• What the task asks
Update the listing below by replacing "white hose" with "garden hose" everywhere it appears, leaving every other part unchanged. Omit the pictures from your answer.

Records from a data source

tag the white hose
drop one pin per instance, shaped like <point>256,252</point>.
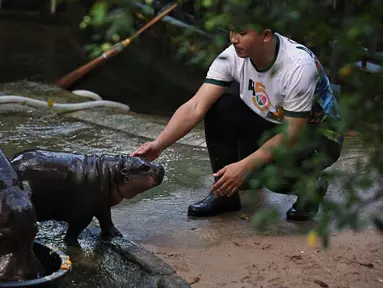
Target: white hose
<point>86,93</point>
<point>62,107</point>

• Response to the exercise
tag the garden hose
drop one pin per instance, shaped like <point>256,252</point>.
Target: garden hose
<point>86,93</point>
<point>62,107</point>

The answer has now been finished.